Extract to read
* * * *

Session Item

3D printing allows for brachytherapy (BT) skin applicators adapted to challenging body contours like nose, ears, etc. Such patient specific applicators require proper verification. Therefore, a workflow for 2D dosimetric verification of these applicators was investigated. Here, we use EBT3 Gafchromic film measurements in an anthropomorphic head and neck (H&N) phantom (CIRS, USA) for an end-to-end verification of a high-dose-rate BT nose-skin treatment.

To generate the patient specific applicator, a CT scan (Somatom definition edge, Siemens Healthcare GmbH, Germany) was acquired of the H&N phantom in supine position. Delineation of a CTV in the region of the left nose wing and cheek was performed by a physician. Next, a 3D mesh of the body and CTV were exported from Eclipse (Varian, USA) using scripting. Subsequent design of the applicator was done in TriMatic (Materialise, Belgium). Within a 10 mm thick bolus, nine channels (2.2 mm diameter) were designed 5 mm from the patient surface and spaced 1 cm apart from each other. The direction, location and number of channels were manually optimized for target coverage and minimal local curvature to assure proper passage of the BT-source. The applicator was printed on a Raise3D N2+ 3D printer (Raise3D, Netherlands) using PLA (ICE filaments, Belgium) with 100% infill and 2 shells.

* * * *

Material shown
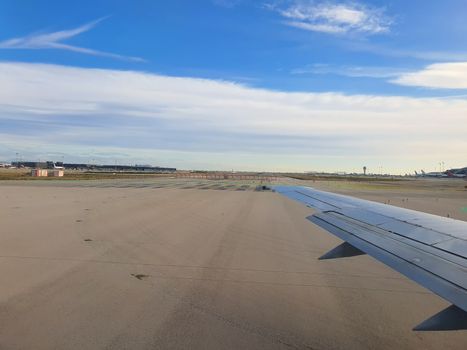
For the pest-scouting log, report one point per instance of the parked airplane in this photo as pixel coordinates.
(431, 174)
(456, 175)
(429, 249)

* * * *

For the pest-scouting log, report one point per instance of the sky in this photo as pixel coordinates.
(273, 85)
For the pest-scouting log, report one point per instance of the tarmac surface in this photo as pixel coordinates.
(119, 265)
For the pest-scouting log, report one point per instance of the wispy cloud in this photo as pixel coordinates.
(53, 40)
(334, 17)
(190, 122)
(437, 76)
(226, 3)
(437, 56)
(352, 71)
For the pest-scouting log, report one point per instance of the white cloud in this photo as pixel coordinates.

* * * *

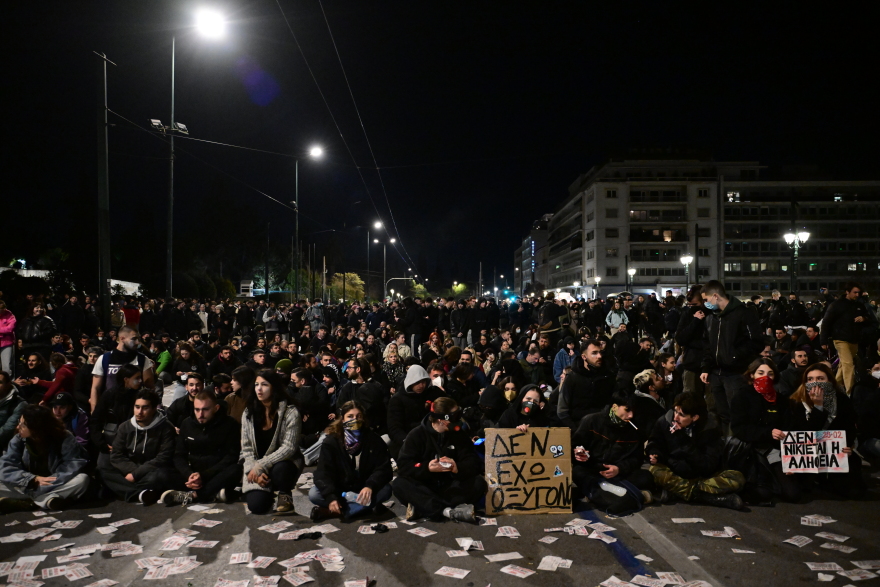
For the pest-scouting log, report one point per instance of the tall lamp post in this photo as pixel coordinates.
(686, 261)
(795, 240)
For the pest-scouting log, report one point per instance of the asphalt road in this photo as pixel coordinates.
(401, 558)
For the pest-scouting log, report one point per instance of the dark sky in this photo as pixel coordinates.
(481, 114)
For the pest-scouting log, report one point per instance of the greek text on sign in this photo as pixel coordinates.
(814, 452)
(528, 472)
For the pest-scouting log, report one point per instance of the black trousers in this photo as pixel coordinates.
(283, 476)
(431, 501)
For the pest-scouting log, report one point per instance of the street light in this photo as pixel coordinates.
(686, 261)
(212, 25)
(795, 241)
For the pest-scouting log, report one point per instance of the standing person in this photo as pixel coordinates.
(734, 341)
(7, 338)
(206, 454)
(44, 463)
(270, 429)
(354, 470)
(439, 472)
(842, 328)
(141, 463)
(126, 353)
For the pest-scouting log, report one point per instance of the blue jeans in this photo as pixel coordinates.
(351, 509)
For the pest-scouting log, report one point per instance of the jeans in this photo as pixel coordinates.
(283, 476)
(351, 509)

* * * *

Required tasks
1. For each statement, say whether the brachytherapy text supports it. Answer yes or no, and quote the words of the text that decide it.
(a) The channels in the applicator were 2.2 mm in diameter.
(b) The CTV was delineated in the region of the right nose wing.
(c) The applicator was printed with 50% infill.
2. List every company or maker that the brachytherapy text names in parentheses.
3. Answer these questions from the brachytherapy text.
(a) What type of film was used for the measurements?
(b) From which software were the 3D meshes of the body and CTV exported?
(c) How far apart were the channels spaced from each other?
The rows are taken from a different source than the brachytherapy text.

Per-task answers
1.
(a) Yes: "nine channels (2.2 mm diameter)"
(b) No: "Delineation of a CTV in the region of the left nose wing and cheek was performed by a physician."
(c) No: "using PLA (ICE filaments, Belgium) with 100% infill and 2 shells"

2. CIRS, Siemens Healthcare GmbH, Varian, Materialise, Raise3D, ICE filaments

3.
(a) EBT3 Gafchromic film
(b) Eclipse (Varian, USA)
(c) 1 cm